Word for word, restate every line of the listing that follows.

───── AVAILABLE RECORDS ─────

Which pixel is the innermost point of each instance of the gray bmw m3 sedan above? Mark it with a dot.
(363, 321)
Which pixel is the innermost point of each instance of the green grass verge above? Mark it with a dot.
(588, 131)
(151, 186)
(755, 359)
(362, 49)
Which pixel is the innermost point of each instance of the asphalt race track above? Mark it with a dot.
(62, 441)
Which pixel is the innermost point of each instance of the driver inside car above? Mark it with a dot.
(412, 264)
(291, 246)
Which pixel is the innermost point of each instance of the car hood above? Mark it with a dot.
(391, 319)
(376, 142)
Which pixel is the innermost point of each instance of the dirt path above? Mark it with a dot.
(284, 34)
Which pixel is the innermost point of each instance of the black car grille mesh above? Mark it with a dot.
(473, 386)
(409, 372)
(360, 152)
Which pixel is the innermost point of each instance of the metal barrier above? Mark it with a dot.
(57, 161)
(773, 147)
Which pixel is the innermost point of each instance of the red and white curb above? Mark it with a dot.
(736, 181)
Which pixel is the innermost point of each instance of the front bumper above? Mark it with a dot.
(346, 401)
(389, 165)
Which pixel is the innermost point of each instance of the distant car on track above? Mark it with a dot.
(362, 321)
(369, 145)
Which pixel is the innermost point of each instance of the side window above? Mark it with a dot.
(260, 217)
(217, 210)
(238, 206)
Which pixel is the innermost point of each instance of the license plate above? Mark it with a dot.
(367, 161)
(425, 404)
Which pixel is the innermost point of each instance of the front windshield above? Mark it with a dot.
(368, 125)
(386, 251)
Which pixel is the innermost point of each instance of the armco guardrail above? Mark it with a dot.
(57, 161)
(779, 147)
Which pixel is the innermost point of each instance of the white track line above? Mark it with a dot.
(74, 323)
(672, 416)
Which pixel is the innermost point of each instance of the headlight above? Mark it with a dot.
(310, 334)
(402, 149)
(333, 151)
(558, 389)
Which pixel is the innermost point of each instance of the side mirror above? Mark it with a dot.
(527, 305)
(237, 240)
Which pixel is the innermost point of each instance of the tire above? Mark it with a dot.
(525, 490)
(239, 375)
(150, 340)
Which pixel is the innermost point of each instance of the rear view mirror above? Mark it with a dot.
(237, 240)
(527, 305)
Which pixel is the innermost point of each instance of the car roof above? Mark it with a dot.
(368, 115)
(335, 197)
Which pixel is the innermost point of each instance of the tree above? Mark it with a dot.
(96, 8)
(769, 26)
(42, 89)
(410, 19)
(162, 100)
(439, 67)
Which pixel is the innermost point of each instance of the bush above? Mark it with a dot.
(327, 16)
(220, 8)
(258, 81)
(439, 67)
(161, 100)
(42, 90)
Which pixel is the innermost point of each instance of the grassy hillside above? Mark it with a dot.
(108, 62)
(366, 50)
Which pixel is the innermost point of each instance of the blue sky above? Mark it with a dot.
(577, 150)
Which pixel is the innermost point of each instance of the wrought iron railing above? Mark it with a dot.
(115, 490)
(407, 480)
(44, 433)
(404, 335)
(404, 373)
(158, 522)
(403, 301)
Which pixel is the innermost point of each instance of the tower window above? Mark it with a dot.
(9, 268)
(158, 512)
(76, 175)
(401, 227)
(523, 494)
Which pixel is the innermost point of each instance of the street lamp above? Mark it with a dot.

─────

**OUTPUT FOR THIS TASK**
Which pixel is the innermost point of each instance of the gray bmw m3 sedan above? Mark it with a dot.
(363, 321)
Which pixel is the innermost point of each instance of the green grass verge above? Mark it with a dot.
(588, 131)
(151, 186)
(755, 359)
(362, 49)
Which pixel is the innermost point of each instance of the asphalt race track above? Mark it with a dot.
(62, 441)
Which pixel is the innermost point of each instance of the driver inside car above? Mark it with a dot.
(412, 264)
(291, 246)
Which pixel is the innermost point of each instance of the car hood above? Mark it with a dot.
(391, 319)
(376, 142)
Which pixel is the innermost point of each instance of the dirt path above? Mark it with a dot.
(284, 34)
Which pixel is the innermost point of each instance of the black car grille mesh above? Mark it with a dot.
(473, 386)
(409, 372)
(360, 152)
Which pixel is the innermost point of each instance of the metal barrier above? Mark it with a dot.
(57, 161)
(773, 147)
Which pixel is the innermost point of each instance of the red and white curb above? Mark it with a dot.
(736, 181)
Which pixel is the innermost point of each instance of the front bumper above? Mark it with a dot.
(346, 401)
(389, 165)
Which pixel is the innermost point of each instance of the distant car on track above? Mark it with a dot.
(362, 321)
(369, 145)
Which pixel is the innermost point of each instance of the side window above? Mark it with a dot.
(260, 217)
(217, 210)
(238, 206)
Which pixel is the innermost point of each instance of the license plate above? Mark it with a dot.
(367, 161)
(425, 404)
Which pixel is the innermost point of each instance of the front windshield above? Mark it with a dot.
(368, 125)
(386, 251)
Which pixel is the innermost point of each instance of the armco guardrail above? Mark it with a dot.
(57, 161)
(779, 147)
Which pixel is the innermost point of each instance of the white track line above? Mark it with a dot.
(74, 323)
(672, 416)
Which pixel is the innermost point of each instance of the headlight above? Mark it with a dot.
(310, 334)
(402, 149)
(333, 151)
(558, 389)
Which pixel is the innermost point of each instance of the side mirror above? Mark it with a dot.
(527, 305)
(237, 240)
Which pixel is the innermost point of each instance of the tire above? Mark it with a dot.
(525, 490)
(239, 375)
(150, 340)
Which pixel is the innermost point of each instance of the rear view mirror above? Mark it with a dot.
(237, 240)
(527, 305)
Which pixel is the innermost point of each instance of the car roof above? Mark it with a dot.
(368, 115)
(335, 197)
Which pixel is the innermost point of each instance of the tree above? Mark it with a dot.
(96, 8)
(769, 26)
(42, 89)
(410, 19)
(162, 100)
(439, 67)
Which pixel is the innermost point of each instance of the bush above? Mark it with a dot.
(327, 16)
(220, 8)
(258, 81)
(439, 67)
(161, 100)
(42, 90)
Which pixel is the innermost point of each instance of the grassy hillside above? Mark it with a dot.
(108, 62)
(366, 50)
Which pixel is the innermost point of each instance of the blue sky above? Mark it with a dot.
(577, 150)
Which pixel is the innermost point of each instance of the wrought iron railing above? Mark it with a dot.
(115, 490)
(407, 480)
(44, 433)
(404, 335)
(404, 373)
(158, 522)
(403, 301)
Which pixel is the innermost point of each instance of the tower window above? Mark it with a dot.
(9, 268)
(158, 512)
(76, 175)
(401, 227)
(523, 494)
Which pixel is the innermost point of each instance of the street lamp above? Mark it with a dot.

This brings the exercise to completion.